Work to be completed: Wherever "sock" appears in the records below, copy the line that holds it.

Supplied material:

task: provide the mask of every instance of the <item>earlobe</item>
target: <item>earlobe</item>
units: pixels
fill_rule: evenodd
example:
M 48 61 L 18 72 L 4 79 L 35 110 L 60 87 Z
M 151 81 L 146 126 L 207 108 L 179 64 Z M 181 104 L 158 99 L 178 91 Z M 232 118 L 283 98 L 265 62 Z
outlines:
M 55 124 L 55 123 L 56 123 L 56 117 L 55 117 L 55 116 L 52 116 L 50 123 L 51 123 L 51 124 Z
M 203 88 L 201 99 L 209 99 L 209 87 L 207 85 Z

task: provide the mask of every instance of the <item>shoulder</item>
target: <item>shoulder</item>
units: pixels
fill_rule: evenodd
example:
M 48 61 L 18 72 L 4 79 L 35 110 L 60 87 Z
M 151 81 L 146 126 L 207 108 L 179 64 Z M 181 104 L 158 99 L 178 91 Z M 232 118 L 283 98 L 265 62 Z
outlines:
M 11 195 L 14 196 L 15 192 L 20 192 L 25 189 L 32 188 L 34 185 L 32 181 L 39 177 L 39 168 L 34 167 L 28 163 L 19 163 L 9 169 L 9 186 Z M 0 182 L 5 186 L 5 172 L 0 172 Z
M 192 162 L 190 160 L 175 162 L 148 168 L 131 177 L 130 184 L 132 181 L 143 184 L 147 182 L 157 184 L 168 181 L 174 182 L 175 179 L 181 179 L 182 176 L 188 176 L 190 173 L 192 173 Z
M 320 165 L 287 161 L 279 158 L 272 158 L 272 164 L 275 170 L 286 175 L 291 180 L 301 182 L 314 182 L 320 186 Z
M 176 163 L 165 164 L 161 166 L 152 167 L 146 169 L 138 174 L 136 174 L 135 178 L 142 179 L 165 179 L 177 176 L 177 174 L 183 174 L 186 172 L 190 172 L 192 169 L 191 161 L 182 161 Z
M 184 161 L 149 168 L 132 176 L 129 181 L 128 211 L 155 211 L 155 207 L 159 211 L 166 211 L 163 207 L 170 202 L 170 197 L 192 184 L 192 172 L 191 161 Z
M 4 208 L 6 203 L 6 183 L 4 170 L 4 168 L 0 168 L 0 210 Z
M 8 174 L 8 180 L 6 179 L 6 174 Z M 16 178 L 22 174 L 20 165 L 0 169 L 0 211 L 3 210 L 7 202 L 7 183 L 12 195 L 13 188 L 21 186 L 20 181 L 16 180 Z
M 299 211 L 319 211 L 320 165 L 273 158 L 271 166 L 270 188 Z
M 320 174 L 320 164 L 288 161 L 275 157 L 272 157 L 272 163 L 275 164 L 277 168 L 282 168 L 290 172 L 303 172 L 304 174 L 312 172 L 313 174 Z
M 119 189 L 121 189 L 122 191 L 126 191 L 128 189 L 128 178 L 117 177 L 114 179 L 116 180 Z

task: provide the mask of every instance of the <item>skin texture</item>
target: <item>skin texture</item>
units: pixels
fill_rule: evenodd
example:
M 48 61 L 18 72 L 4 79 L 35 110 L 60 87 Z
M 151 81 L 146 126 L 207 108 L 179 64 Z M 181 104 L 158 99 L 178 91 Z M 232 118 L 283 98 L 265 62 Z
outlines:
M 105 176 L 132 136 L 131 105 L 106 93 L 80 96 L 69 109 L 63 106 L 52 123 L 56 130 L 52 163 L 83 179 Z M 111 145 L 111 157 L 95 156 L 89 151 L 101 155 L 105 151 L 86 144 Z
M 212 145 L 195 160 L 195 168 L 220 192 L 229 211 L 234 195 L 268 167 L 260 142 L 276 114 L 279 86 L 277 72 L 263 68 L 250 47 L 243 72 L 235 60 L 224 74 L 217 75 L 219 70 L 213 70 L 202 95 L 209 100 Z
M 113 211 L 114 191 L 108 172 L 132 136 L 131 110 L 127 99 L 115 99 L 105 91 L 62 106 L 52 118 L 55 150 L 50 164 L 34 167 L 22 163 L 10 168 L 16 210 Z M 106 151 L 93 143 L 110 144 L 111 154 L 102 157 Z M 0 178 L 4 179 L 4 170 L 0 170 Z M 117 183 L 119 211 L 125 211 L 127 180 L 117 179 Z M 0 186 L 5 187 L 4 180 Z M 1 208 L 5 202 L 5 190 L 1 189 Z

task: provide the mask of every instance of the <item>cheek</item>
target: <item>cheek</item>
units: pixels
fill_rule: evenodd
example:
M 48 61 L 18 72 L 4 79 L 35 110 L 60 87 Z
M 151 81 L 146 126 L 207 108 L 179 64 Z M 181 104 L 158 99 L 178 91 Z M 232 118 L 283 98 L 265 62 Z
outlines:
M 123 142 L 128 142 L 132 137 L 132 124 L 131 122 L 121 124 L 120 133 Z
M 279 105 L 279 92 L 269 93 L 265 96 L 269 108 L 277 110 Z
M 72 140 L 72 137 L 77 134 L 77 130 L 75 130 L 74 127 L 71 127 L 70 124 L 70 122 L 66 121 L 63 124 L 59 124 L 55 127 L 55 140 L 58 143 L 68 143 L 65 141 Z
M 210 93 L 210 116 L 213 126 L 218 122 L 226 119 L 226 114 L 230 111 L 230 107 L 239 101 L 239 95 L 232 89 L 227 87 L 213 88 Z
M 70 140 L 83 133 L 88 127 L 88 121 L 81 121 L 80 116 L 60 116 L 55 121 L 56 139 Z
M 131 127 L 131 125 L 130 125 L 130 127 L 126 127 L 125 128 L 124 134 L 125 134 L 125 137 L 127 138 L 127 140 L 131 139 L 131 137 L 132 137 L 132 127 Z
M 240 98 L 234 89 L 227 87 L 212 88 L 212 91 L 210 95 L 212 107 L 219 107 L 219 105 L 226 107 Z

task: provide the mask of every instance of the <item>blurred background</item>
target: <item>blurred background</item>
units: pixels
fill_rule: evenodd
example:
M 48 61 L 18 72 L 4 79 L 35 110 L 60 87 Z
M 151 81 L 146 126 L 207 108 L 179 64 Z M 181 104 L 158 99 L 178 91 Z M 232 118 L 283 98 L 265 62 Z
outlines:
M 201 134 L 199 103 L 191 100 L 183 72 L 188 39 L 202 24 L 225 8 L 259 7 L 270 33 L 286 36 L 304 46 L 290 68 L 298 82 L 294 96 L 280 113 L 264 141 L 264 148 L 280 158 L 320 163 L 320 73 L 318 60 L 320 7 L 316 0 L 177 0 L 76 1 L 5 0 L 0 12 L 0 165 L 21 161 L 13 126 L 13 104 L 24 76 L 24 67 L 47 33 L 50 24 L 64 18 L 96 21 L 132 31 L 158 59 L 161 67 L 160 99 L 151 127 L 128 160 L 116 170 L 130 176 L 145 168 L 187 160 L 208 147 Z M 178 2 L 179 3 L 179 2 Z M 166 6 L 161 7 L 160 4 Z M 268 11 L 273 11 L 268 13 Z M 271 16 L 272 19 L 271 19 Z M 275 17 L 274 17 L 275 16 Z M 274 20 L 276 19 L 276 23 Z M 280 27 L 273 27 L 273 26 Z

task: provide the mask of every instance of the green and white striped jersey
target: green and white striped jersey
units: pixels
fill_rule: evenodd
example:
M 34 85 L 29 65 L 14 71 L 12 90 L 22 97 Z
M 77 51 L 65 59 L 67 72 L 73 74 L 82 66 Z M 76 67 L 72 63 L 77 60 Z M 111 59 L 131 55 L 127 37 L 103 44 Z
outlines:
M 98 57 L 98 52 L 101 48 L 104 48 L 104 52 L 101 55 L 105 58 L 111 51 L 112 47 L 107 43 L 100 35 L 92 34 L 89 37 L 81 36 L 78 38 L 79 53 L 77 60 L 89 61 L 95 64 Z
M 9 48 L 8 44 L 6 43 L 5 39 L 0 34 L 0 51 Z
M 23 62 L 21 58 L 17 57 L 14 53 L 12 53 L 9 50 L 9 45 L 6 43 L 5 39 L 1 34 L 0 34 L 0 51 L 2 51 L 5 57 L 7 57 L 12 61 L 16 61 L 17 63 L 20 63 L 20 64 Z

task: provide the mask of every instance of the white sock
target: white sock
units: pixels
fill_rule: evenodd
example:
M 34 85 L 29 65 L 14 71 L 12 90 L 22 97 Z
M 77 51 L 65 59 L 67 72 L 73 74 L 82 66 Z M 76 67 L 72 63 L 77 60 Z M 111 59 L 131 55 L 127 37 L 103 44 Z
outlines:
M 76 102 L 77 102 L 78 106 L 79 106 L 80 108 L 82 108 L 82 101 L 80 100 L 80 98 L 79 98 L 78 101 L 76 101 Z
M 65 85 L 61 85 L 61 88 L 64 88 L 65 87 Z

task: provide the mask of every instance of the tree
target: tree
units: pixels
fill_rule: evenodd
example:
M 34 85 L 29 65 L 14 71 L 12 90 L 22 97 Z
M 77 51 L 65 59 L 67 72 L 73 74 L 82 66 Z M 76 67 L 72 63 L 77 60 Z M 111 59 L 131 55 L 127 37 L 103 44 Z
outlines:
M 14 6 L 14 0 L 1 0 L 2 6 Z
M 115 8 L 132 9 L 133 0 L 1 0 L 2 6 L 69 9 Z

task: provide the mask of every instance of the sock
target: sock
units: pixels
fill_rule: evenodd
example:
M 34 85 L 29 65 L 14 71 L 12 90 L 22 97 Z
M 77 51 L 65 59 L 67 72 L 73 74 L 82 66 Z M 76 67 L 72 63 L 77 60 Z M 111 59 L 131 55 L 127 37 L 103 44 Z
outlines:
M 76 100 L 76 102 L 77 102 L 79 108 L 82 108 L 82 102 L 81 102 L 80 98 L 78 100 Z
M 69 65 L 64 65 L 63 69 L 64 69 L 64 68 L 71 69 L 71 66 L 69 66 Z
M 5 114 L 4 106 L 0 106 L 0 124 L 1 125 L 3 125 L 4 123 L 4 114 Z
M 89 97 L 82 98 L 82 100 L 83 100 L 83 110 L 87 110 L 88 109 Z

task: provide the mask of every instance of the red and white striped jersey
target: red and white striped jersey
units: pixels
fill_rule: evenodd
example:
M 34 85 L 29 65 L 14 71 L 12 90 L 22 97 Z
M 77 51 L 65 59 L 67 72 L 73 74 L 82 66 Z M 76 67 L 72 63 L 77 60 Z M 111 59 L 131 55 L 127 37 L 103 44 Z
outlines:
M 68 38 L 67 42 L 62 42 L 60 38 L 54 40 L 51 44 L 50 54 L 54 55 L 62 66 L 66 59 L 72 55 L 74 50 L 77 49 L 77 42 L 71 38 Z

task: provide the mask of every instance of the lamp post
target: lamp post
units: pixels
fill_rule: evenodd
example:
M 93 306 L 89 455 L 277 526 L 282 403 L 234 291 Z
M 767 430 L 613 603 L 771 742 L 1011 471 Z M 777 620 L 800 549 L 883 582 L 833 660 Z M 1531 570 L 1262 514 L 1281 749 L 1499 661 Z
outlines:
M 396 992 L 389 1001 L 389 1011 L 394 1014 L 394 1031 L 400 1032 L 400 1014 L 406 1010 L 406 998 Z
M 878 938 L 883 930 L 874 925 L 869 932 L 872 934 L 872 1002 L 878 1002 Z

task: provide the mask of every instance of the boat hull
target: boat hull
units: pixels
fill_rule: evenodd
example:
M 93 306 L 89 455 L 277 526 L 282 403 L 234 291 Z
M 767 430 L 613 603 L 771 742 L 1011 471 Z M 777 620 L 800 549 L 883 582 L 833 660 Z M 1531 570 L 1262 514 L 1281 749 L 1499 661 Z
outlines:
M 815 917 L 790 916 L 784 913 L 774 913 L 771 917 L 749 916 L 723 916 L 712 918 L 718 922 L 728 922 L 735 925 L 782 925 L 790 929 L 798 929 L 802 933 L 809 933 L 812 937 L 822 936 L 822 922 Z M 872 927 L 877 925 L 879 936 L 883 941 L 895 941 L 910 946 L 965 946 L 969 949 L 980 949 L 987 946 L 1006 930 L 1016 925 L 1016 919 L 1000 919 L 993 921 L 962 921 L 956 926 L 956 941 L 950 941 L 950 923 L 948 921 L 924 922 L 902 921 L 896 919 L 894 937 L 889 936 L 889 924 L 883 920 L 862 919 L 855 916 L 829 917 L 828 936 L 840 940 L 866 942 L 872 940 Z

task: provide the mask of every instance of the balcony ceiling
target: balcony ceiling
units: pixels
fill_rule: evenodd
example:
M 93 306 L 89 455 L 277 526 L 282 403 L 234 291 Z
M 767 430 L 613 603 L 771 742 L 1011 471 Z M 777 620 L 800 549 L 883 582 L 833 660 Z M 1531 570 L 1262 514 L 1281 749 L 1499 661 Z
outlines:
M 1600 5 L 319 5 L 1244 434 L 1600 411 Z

Result of this exercise:
task: provide the mask of every instance of the white sock
target: white sock
task: provide the mask of every instance of the sock
target: sock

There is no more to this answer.